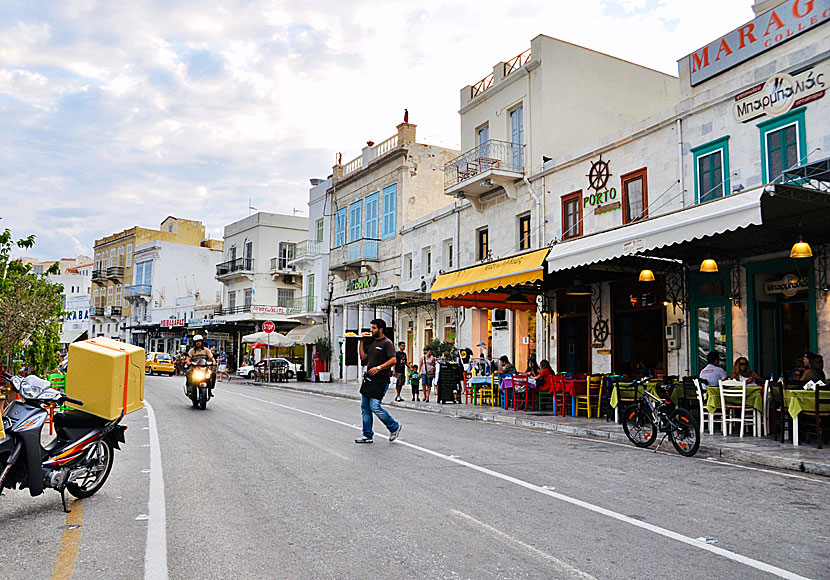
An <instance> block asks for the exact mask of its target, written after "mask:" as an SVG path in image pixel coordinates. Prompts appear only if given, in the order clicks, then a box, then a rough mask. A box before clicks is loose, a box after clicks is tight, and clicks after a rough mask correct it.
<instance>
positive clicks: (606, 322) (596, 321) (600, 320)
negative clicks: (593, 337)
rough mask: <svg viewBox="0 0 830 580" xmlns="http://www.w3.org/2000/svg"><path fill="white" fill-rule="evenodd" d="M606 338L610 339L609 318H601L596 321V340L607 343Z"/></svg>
mask: <svg viewBox="0 0 830 580" xmlns="http://www.w3.org/2000/svg"><path fill="white" fill-rule="evenodd" d="M606 340H608V320H606V319H604V318H599V319H597V321H596V322H595V323H594V342H601V343H603V344H605V341H606Z"/></svg>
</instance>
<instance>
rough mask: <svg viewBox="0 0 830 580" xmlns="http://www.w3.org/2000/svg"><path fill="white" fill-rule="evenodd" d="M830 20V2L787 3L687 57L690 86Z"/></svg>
mask: <svg viewBox="0 0 830 580" xmlns="http://www.w3.org/2000/svg"><path fill="white" fill-rule="evenodd" d="M826 20H830V0H789V1H788V2H785V3H783V4H781V5H780V6H777V7H776V8H775V9H773V10H770V11H769V12H764V13H763V14H761V15H760V16H758V17H757V18H756V19H755V20H753V21H751V22H750V23H748V24H746V25H744V26H742V27H741V28H736V29H735V30H733V31H732V32H730V33H729V34H727V35H725V36H722V37H720V38H719V39H717V40H716V41H714V42H712V43H710V44H709V45H707V46H704V47H703V48H701V49H699V50H696V51H695V52H693V53H692V54H690V55H689V71H690V82H691V84H692V86H695V85H698V84H700V83H702V82H703V81H705V80H707V79H710V78H712V77H713V76H716V75H719V74H720V73H722V72H724V71H727V70H729V69H730V68H733V67H735V66H737V65H739V64H741V63H742V62H744V61H747V60H749V59H750V58H753V57H755V56H757V55H759V54H761V53H762V52H764V51H766V50H769V49H770V48H773V47H775V46H778V45H779V44H783V43H784V42H787V41H788V40H790V39H791V38H794V37H795V36H798V35H799V34H801V33H802V32H804V31H805V30H809V29H810V28H814V27H816V26H818V25H819V24H821V23H822V22H825V21H826Z"/></svg>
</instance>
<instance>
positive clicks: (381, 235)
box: [381, 183, 398, 240]
mask: <svg viewBox="0 0 830 580" xmlns="http://www.w3.org/2000/svg"><path fill="white" fill-rule="evenodd" d="M397 205H398V185H397V184H396V183H393V184H392V185H389V186H387V187H384V188H383V231H382V232H381V238H382V239H384V240H386V239H388V238H394V237H395V233H396V232H395V229H396V228H397V217H398V216H397V212H398V208H397Z"/></svg>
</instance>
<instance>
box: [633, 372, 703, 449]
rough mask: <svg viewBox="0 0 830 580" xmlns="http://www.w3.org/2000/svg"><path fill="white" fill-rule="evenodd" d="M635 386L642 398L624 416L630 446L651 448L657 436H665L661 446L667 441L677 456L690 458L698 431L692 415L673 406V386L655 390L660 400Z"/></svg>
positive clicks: (640, 383) (699, 444) (697, 434)
mask: <svg viewBox="0 0 830 580" xmlns="http://www.w3.org/2000/svg"><path fill="white" fill-rule="evenodd" d="M635 385H641V386H642V388H643V395H642V396H641V397H640V400H639V401H637V402H636V403H634V404H632V405H629V406H628V407H627V408H626V410H625V412H624V413H623V430H624V431H625V434H626V436H627V437H628V438H629V439H630V440H631V442H632V443H633V444H634V445H636V446H637V447H650V446H651V445H652V444H653V443H654V441H655V439H657V434H658V433H665V434H664V435H663V439H661V440H660V444H662V443H663V441H665V440H666V437H668V438H669V439H670V440H671V442H672V445H674V448H675V449H677V452H678V453H680V455H685V456H686V457H691V456H692V455H694V454H695V453H697V450H698V449H699V448H700V429H699V428H698V425H697V421H695V419H694V417H692V414H691V413H689V412H688V411H687V410H686V409H681V408H679V407H678V406H677V405H675V404H674V403H672V401H671V395H672V392H673V391H674V385H660V386H658V387H657V392H658V393H660V395H661V396H659V397H658V396H656V395H653V394H651V393H649V392H648V391H647V390H646V388H645V387H646V386H645V384H642V383H636V382H635ZM635 388H636V386H635ZM659 448H660V445H657V449H659ZM657 449H655V451H657Z"/></svg>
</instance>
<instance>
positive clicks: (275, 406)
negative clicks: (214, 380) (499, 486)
mask: <svg viewBox="0 0 830 580" xmlns="http://www.w3.org/2000/svg"><path fill="white" fill-rule="evenodd" d="M222 392H225V393H228V394H231V395H236V396H238V397H244V398H246V399H251V400H253V401H259V402H260V403H265V404H267V405H273V406H275V407H280V408H282V409H287V410H289V411H296V412H298V413H302V414H304V415H309V416H311V417H317V418H318V419H323V420H324V421H329V422H331V423H335V424H337V425H342V426H344V427H348V428H350V429H360V428H359V427H355V426H354V425H351V424H349V423H346V422H344V421H339V420H337V419H332V418H331V417H326V416H325V415H321V414H319V413H312V412H311V411H306V410H304V409H298V408H297V407H289V406H288V405H282V404H280V403H275V402H274V401H269V400H267V399H260V398H259V397H252V396H250V395H243V394H242V393H236V392H233V391H222ZM375 435H376V436H380V437H384V438H385V437H386V436H385V435H381V434H379V433H376V434H375ZM397 444H398V445H403V446H405V447H409V448H411V449H415V450H417V451H420V452H422V453H426V454H428V455H432V456H434V457H438V458H439V459H443V460H445V461H449V462H451V463H455V464H457V465H463V466H464V467H467V468H469V469H472V470H473V471H478V472H479V473H483V474H485V475H489V476H491V477H495V478H497V479H501V480H502V481H506V482H509V483H512V484H514V485H517V486H519V487H523V488H525V489H528V490H530V491H535V492H537V493H540V494H542V495H546V496H548V497H552V498H554V499H557V500H560V501H563V502H565V503H569V504H571V505H575V506H577V507H581V508H583V509H586V510H588V511H591V512H594V513H596V514H599V515H602V516H605V517H608V518H611V519H614V520H617V521H620V522H623V523H626V524H628V525H630V526H634V527H637V528H641V529H643V530H646V531H649V532H652V533H654V534H657V535H659V536H663V537H665V538H669V539H670V540H675V541H677V542H680V543H682V544H686V545H688V546H691V547H692V548H696V549H698V550H703V551H705V552H711V553H713V554H715V555H718V556H721V557H723V558H726V559H727V560H732V561H733V562H738V563H740V564H743V565H745V566H749V567H750V568H755V569H756V570H761V571H762V572H767V573H768V574H772V575H774V576H778V577H779V578H786V579H788V580H807V579H806V577H805V576H800V575H798V574H796V573H794V572H790V571H789V570H784V569H783V568H779V567H777V566H773V565H772V564H767V563H766V562H761V561H760V560H754V559H753V558H749V557H748V556H744V555H742V554H738V553H737V552H732V551H731V550H726V549H724V548H720V547H718V546H715V545H712V544H704V543H702V542H698V541H697V540H695V539H694V538H690V537H688V536H684V535H683V534H678V533H677V532H673V531H671V530H667V529H666V528H661V527H660V526H655V525H653V524H649V523H648V522H643V521H640V520H637V519H634V518H632V517H629V516H626V515H624V514H620V513H617V512H615V511H611V510H609V509H606V508H603V507H600V506H598V505H594V504H592V503H588V502H586V501H582V500H580V499H576V498H573V497H570V496H567V495H564V494H561V493H558V492H555V491H552V490H550V489H545V488H544V487H540V486H538V485H535V484H533V483H530V482H527V481H524V480H521V479H518V478H516V477H512V476H510V475H505V474H504V473H499V472H498V471H493V470H492V469H488V468H486V467H481V466H480V465H476V464H474V463H469V462H467V461H464V460H462V459H458V458H456V457H451V456H449V455H445V454H444V453H440V452H438V451H433V450H432V449H427V448H426V447H421V446H419V445H413V444H412V443H407V442H406V441H402V440H401V439H398V440H397Z"/></svg>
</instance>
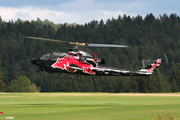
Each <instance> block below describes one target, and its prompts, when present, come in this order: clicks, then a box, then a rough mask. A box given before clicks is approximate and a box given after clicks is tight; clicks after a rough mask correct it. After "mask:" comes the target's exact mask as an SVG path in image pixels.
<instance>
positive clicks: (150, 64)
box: [93, 58, 162, 76]
mask: <svg viewBox="0 0 180 120" xmlns="http://www.w3.org/2000/svg"><path fill="white" fill-rule="evenodd" d="M161 63H162V59H161V58H159V59H157V60H154V61H153V62H152V63H150V64H149V65H148V66H146V67H145V68H143V69H141V70H139V71H135V70H126V69H120V68H112V67H98V68H97V69H94V70H93V71H95V72H96V75H100V76H104V75H105V76H149V75H151V74H152V73H153V71H154V70H155V69H156V68H157V67H159V66H160V64H161Z"/></svg>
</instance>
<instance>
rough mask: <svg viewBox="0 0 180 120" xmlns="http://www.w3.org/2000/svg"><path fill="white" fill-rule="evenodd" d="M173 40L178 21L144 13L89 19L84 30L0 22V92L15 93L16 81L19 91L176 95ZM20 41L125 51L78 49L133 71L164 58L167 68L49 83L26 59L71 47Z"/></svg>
mask: <svg viewBox="0 0 180 120" xmlns="http://www.w3.org/2000/svg"><path fill="white" fill-rule="evenodd" d="M179 35H180V17H179V16H177V15H176V14H171V15H170V16H168V15H166V14H164V15H160V17H159V18H155V17H154V15H153V14H147V15H146V16H145V17H144V18H143V17H142V16H139V15H138V16H136V17H133V18H131V17H130V16H127V15H124V16H120V15H119V16H118V18H116V19H115V18H112V19H108V20H107V21H106V22H104V21H103V20H101V21H96V20H93V21H91V22H89V23H86V24H84V25H78V24H75V23H73V24H68V23H65V24H54V23H53V22H50V21H48V20H45V21H42V20H40V19H39V18H38V19H37V20H36V21H33V20H32V21H22V20H21V19H18V20H17V21H9V22H5V21H3V20H2V19H1V18H0V61H1V69H0V91H18V90H17V89H16V87H15V85H16V83H17V84H21V83H23V81H21V80H20V79H24V81H26V82H27V84H28V86H29V87H30V88H29V87H28V88H27V87H26V88H27V89H26V90H25V89H24V88H23V90H24V92H26V91H41V92H56V91H60V92H179V91H180V49H179V48H180V47H179V46H180V36H179ZM24 36H36V37H45V38H51V39H59V40H63V41H72V42H85V43H104V44H105V43H107V44H108V43H110V44H124V45H128V46H130V47H128V48H85V47H82V49H84V50H86V51H88V52H90V53H91V54H92V55H93V54H95V53H96V54H97V55H98V57H99V58H105V59H106V65H105V66H112V67H119V68H127V69H134V70H139V69H141V68H142V64H141V61H142V59H144V58H145V59H151V60H154V59H156V58H159V57H162V56H163V54H164V53H166V54H167V56H168V59H169V63H168V64H163V65H162V66H161V67H160V68H158V69H157V70H156V71H155V72H154V73H153V75H151V76H149V77H96V76H95V77H93V76H92V77H91V76H90V77H86V76H81V79H82V80H71V79H59V78H52V77H49V76H48V74H47V73H45V72H40V71H39V70H38V68H37V67H35V66H33V65H31V63H30V59H31V58H34V57H39V56H41V55H43V54H45V53H48V52H52V51H56V52H60V51H63V52H66V51H67V49H68V48H73V47H74V46H71V45H65V44H57V43H51V42H46V41H38V40H31V39H27V38H25V37H24ZM66 75H67V74H65V76H66ZM68 75H69V74H68ZM71 76H72V77H74V75H71ZM28 79H29V80H28ZM18 81H19V83H18ZM16 86H17V85H16ZM32 86H34V88H33V87H32ZM31 88H32V89H31ZM23 90H22V91H23ZM19 91H20V90H19ZM22 91H21V92H22Z"/></svg>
━━━━
Pictures excluded, repeat the records exactly from their opening line through the line containing "positive clicks: (606, 322)".

An <instance> block asks for the exact mask of its target, written after "mask:" as an SVG path in image pixel coordinates. Prompts appear only if given, in the order clicks, then a box, then a rough mask. A box before clicks is loose, a box after clicks is tight, and clicks after a rough mask correct it.
<instance>
positive clicks: (606, 322) (596, 321) (600, 320)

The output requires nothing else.